Task objective: The data is to be retyped in full, exactly.

Segment Start: Data for analysis

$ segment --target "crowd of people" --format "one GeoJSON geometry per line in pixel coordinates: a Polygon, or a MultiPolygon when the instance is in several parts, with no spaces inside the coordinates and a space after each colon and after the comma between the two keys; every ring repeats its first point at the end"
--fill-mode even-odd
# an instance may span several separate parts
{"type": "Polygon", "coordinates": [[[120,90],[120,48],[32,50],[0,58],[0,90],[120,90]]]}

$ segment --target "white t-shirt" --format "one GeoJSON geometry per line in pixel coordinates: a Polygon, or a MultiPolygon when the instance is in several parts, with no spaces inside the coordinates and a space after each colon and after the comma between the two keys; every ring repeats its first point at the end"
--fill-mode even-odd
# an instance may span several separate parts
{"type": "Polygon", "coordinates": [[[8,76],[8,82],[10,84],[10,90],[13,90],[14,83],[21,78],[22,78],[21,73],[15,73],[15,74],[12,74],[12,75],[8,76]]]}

Segment End: Data for analysis

Result below:
$ segment --target "crowd of people" --format "one GeoJSON geometry per line in pixel coordinates: a Polygon, or a MultiPolygon when the instance is in several parts, with no spaces inside the coordinates and a space after each colon and after the comma between the two keys; every ring repeats its first point at the end"
--fill-mode even-odd
# an instance may span several separate parts
{"type": "Polygon", "coordinates": [[[120,90],[120,48],[32,50],[0,58],[0,90],[120,90]]]}

$ segment --target "white t-shirt" --format "one GeoJSON geometry per line in pixel coordinates: a Polygon, or a MultiPolygon when the instance is in several parts, with no spaces inside the coordinates and a space after each colon and after the comma between the two keys; every ring repeats its first point at the end"
--fill-mode even-odd
# an instance may span several separate parts
{"type": "Polygon", "coordinates": [[[8,76],[8,82],[10,84],[10,90],[13,90],[14,83],[21,78],[22,78],[21,73],[15,73],[15,74],[12,74],[12,75],[8,76]]]}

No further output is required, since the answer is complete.